WHAT THE TASK REQUIRES — Each entry should be copied as it stands, leaving the pictures behind.

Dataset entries
=== Section Start ===
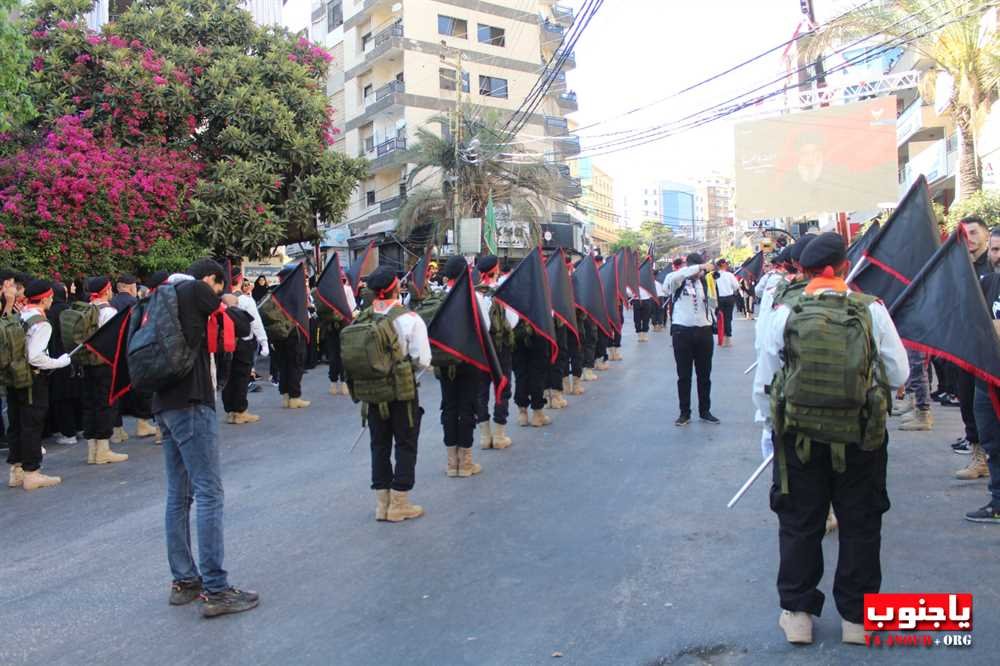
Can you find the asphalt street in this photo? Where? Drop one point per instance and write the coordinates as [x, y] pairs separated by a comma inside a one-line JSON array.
[[603, 539]]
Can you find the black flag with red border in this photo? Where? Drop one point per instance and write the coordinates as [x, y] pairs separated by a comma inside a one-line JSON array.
[[589, 293], [561, 291], [291, 297], [330, 290], [459, 329], [110, 344], [526, 292], [901, 247]]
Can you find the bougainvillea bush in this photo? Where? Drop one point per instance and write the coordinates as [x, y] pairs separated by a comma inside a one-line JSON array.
[[79, 204]]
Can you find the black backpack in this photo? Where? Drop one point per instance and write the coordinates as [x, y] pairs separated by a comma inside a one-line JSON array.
[[158, 353]]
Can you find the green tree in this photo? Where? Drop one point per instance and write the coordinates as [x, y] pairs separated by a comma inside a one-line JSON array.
[[954, 48], [247, 102], [485, 166]]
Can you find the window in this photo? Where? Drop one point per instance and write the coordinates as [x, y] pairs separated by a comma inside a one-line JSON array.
[[453, 27], [334, 15], [447, 79], [492, 86], [491, 35]]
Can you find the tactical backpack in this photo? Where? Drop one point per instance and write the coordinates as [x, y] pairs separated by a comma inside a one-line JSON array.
[[832, 387], [76, 324], [377, 371], [276, 324], [158, 353], [15, 372]]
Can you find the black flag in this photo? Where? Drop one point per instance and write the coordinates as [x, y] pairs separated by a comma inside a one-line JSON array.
[[646, 279], [561, 291], [110, 344], [609, 284], [589, 293], [291, 297], [862, 243], [943, 312], [526, 292], [901, 247], [459, 329], [329, 290]]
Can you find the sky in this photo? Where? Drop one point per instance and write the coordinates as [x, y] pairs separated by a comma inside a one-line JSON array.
[[635, 52]]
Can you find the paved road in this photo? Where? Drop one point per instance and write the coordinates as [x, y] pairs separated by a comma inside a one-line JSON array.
[[604, 538]]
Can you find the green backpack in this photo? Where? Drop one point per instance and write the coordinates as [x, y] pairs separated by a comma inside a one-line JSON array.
[[832, 386], [15, 373], [377, 371], [76, 324]]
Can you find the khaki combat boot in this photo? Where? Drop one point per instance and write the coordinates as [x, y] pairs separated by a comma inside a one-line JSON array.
[[539, 418], [16, 476], [400, 508], [381, 504], [465, 465], [239, 418], [918, 419], [144, 428], [35, 480], [797, 626], [522, 416], [105, 455], [485, 435], [977, 466], [500, 438]]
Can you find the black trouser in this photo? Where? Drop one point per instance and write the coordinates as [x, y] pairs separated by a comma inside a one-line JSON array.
[[332, 334], [531, 362], [459, 401], [501, 407], [726, 305], [98, 416], [693, 347], [32, 407], [403, 426], [291, 359], [859, 499], [642, 310], [965, 384]]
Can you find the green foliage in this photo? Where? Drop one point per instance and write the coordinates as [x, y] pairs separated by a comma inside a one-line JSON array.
[[15, 103]]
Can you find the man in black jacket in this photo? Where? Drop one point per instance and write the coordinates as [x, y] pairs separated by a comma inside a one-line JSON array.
[[186, 412]]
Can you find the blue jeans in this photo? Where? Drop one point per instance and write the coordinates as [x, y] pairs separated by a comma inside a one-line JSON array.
[[191, 453], [989, 438]]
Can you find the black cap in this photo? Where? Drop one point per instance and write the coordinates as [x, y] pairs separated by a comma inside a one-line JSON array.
[[454, 267], [826, 249]]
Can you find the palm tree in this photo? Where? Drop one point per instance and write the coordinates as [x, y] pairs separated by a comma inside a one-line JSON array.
[[951, 44], [487, 165]]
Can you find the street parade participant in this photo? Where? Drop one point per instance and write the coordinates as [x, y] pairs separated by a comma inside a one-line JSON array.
[[388, 390], [31, 401], [691, 334], [839, 457], [503, 321], [234, 393]]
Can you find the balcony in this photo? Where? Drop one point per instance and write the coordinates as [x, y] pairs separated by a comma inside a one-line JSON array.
[[555, 126], [567, 102]]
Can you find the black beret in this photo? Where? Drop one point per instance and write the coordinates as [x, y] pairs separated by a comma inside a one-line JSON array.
[[796, 250], [487, 263], [826, 249], [97, 284], [454, 267], [380, 278]]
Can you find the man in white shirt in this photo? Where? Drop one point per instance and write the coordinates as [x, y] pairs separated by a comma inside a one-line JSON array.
=== Section End ===
FINAL ANSWER —
Can you find the asphalt street in this photo? Where? Drop one point per instance and write the coordinates as [x, y] pairs separated by a comma inside a one-line JSON array.
[[603, 539]]
Can you find the black flag with red border in this photo? Where? Drop one point per instance and write the coordinates as [x, y] pairs separated by a comma inside a one-line JSON array.
[[589, 293], [561, 291], [291, 297], [330, 290], [459, 329], [110, 344], [526, 292], [901, 247]]
Can you find the bougainvillea bush in this photo? Where? Drop one point per instance and write the coordinates as [x, y] pairs separated by a comma inside a one-line JSON array.
[[79, 204]]
Can you find the black backpack in this photo? Where? Drop one point per instance and write the coordinates as [x, y] pairs separated by a comma inside a one-line JSON array.
[[158, 353]]
Can you find the green tree in this photo? Where? Drop one point per instance and write the coordinates as [x, y] pairs separated by a comma inside a one-line JSON array.
[[954, 48], [247, 102], [485, 166]]
Can you find the window in this photo? Where? Drop one point per instance and write the coordinates as [x, y] pairs separated by a comma inside a one-line JSON array.
[[453, 27], [334, 15], [447, 79], [492, 86], [491, 35]]
Can you find the tactical backpack in this photo? Where? Drop one point per instance and write the coordinates as [x, y] pairs separated by a comma inside a one-line JSON array.
[[832, 387], [76, 324], [377, 371], [276, 324], [158, 353], [15, 372]]
Can you find the black flag in this photo? Where? Drop one point per instance and write the coordinates as [x, y] pairs separated by a comma inside a one-line JSON array.
[[646, 279], [561, 291], [110, 344], [609, 284], [589, 293], [291, 297], [862, 243], [943, 312], [526, 292], [901, 247], [459, 329], [329, 290]]
Can you find the sky in this photo? Where? Drop one point per instance and write the coordinates as [x, y] pairs separated by a comma inside a one-line JSON array.
[[635, 52]]
Can you find the paved road in this photo? Where? Drop one point per instance and write the coordinates as [x, y] pairs separated by a comma inside a one-line JSON array.
[[604, 538]]
Can you find the green backpack in this photo? Where? Drop one point per instance and write the coordinates as [x, y] pairs separated by a comma inside a one-line JSON array.
[[832, 386], [15, 373], [377, 371], [76, 324]]
Can you find the khaki combat boot in this photo? Where? Drop one point per instance and write the coordinates as [x, y] pairs separated by a comma inside a one-line JSON array.
[[539, 418], [16, 476], [400, 508], [381, 504], [465, 465], [239, 418], [918, 419], [144, 428], [35, 480], [797, 626], [522, 416], [105, 455], [485, 435], [977, 466], [500, 438]]
Can you find the black trouser in this photo? Where? Drop one point per instance and write the coordinates as [x, y] pairs separated by a comma inside a one-line JSON array.
[[332, 334], [531, 362], [459, 401], [501, 407], [726, 305], [98, 416], [693, 347], [32, 407], [403, 426], [291, 359], [859, 499], [642, 310], [965, 384]]
Can you find the green foliage in this photo? Where? Drop one point per instance and write the coordinates as [x, y] pairs separated by a comma inside a one-line JSON array.
[[15, 103]]
Can you find the man in black jacket in this photo? Where? Drop one point per instance and write the coordinates as [x, y] pairs separated by a comma inside a one-line JSON array.
[[186, 412]]
Can you find the blue jeans in this photo? Where? Drop one point per instance and write the coordinates as [x, y] pairs separated by a comma inside a one-line JSON array.
[[191, 453], [989, 438]]
Can you find the black cap in this photo? Where? Drop one point per instance and write the coordinates as [x, y] pairs separated by a comma inside a one-line JSON array.
[[454, 267], [826, 249]]
Can you find the palm tree in this photo? Where? Drop one point per instance and write the coordinates as [x, y] pairs separated by a comma inside a one-line JSON array.
[[951, 44], [487, 165]]
Can you find the street parade participant in this photo? Where? Drop one point per instance and write the coordinates as [x, y] pairs separated by a comma inside a one-line JSON array.
[[388, 390], [31, 401], [691, 334], [839, 457], [503, 321], [234, 393]]
Can you find the balcony in this photo? Where? Drop one point per instance and write the coordinates as [x, y] pairs separated by a comma inside a one-line JSON array.
[[555, 126], [567, 102]]
Can you find the black beret in this photo? Where? Drop one point per instance and write the coordinates as [x, y] pairs separated by a comma inside a one-line JSON array.
[[796, 250], [487, 263], [826, 249], [97, 284], [454, 267], [380, 278]]
Can you find the man in white shirt in this photo? Where? Drop one point per instance and write the coordinates as [x, y] pairs separated by a comma inside a one-line JSON array.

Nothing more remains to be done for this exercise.